• INSTRUCTIONS FOR THE TASK
The records follow. Give them all back exactly.

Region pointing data
== Segment start ==
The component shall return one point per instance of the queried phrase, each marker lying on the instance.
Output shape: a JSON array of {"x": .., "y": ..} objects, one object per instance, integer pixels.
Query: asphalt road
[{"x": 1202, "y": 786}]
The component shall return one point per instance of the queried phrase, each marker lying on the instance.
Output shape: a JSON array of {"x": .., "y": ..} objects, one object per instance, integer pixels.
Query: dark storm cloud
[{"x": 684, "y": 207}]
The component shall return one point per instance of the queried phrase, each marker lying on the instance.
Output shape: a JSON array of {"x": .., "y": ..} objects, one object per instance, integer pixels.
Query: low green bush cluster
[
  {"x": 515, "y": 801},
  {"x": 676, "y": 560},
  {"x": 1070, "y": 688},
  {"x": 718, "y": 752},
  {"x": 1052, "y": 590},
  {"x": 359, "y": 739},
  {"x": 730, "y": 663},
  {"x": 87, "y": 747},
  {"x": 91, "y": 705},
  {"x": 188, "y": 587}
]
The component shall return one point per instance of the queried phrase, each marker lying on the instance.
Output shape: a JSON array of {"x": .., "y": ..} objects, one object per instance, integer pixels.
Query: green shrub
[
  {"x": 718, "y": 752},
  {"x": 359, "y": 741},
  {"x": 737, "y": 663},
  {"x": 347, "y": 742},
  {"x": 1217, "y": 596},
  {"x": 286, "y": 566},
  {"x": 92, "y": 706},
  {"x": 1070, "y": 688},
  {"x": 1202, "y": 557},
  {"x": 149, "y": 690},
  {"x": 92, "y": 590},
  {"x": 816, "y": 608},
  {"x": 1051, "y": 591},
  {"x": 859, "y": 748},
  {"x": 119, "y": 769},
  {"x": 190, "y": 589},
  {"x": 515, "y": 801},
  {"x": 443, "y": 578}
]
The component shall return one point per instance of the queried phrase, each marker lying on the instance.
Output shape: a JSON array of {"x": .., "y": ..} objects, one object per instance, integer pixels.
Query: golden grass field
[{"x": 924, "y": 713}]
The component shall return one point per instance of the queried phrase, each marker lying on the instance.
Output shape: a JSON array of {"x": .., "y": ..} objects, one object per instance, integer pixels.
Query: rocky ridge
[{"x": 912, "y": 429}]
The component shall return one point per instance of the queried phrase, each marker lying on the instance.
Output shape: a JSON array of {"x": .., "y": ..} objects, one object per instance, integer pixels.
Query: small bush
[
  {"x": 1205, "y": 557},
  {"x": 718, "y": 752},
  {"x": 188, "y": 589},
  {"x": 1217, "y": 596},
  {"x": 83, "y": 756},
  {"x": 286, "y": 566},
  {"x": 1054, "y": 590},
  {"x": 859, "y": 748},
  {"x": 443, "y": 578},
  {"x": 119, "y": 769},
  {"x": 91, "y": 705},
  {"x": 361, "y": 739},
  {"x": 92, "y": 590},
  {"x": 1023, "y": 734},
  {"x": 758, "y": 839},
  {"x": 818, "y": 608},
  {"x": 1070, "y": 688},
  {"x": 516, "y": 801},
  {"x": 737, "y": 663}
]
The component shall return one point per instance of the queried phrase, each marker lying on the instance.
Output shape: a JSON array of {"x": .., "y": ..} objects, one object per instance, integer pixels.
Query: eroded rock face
== Segment end ==
• SOLUTION TO THIS TASK
The component shall return one point per instance of the queried phrase, each marker lying on the instance.
Output shape: a JSON array of {"x": .., "y": ..} objects, one object per instance, integer pixels.
Query: asphalt road
[{"x": 1202, "y": 786}]
The component shall return one point per instance of the queried phrase, each marker lying on the instance.
Output shape: a JSON array of {"x": .., "y": ..} objects, one object per instance, integer pixels.
Query: dark storm cloud
[{"x": 684, "y": 207}]
The component shall return one point per instance of the queried phrase, each marker lying on the instance.
Output shape: a JSON array of {"x": .., "y": ..} objects, one object per instance, integer pixels.
Query: low green bush cluster
[
  {"x": 515, "y": 801},
  {"x": 676, "y": 560},
  {"x": 1070, "y": 688},
  {"x": 718, "y": 752},
  {"x": 1052, "y": 590},
  {"x": 359, "y": 739},
  {"x": 730, "y": 663},
  {"x": 87, "y": 747},
  {"x": 91, "y": 705},
  {"x": 188, "y": 587}
]
The component shall return one point per instance of the queried phrase, each marker lying on the instance.
Output shape: a JSON array of {"x": .., "y": ..} objects, one object per instance, integer pixels.
Query: green shrub
[
  {"x": 718, "y": 752},
  {"x": 359, "y": 741},
  {"x": 737, "y": 663},
  {"x": 347, "y": 742},
  {"x": 1217, "y": 596},
  {"x": 286, "y": 566},
  {"x": 92, "y": 706},
  {"x": 1070, "y": 688},
  {"x": 1202, "y": 557},
  {"x": 149, "y": 690},
  {"x": 92, "y": 590},
  {"x": 816, "y": 608},
  {"x": 1051, "y": 591},
  {"x": 859, "y": 748},
  {"x": 119, "y": 769},
  {"x": 190, "y": 589},
  {"x": 515, "y": 801},
  {"x": 443, "y": 578}
]
The component shall return one point per instance of the queried phrase, each marker lying on the instance.
Output shape: a JSON array of {"x": .., "y": ..} objects, one object per instance, integer pixels.
Query: golden grass field
[{"x": 924, "y": 713}]
The component shall return one point per instance of the queried phrase, each marker lying on the instance.
Output shape: a JSON array of {"x": .., "y": ..} objects, one object per instance, integer pixels.
Query: rocky ridge
[{"x": 912, "y": 429}]
The component shall return one point per instance of the queried phrase, each marker lying on the instance.
Output shape: a JSON array of {"x": .., "y": ..} objects, one object per instance, integer pixels.
Query: small bush
[
  {"x": 1205, "y": 557},
  {"x": 718, "y": 752},
  {"x": 188, "y": 589},
  {"x": 1217, "y": 596},
  {"x": 83, "y": 756},
  {"x": 286, "y": 566},
  {"x": 1054, "y": 590},
  {"x": 859, "y": 748},
  {"x": 443, "y": 578},
  {"x": 119, "y": 769},
  {"x": 91, "y": 705},
  {"x": 361, "y": 739},
  {"x": 92, "y": 590},
  {"x": 1023, "y": 734},
  {"x": 758, "y": 839},
  {"x": 818, "y": 608},
  {"x": 1070, "y": 688},
  {"x": 516, "y": 801},
  {"x": 737, "y": 663}
]
The component shall return one point per instance of the queried phrase, each marker lying on the instance.
Output shape: a JSON array of {"x": .., "y": ..} objects, one object per instance, integer pixels.
Query: eroded rock face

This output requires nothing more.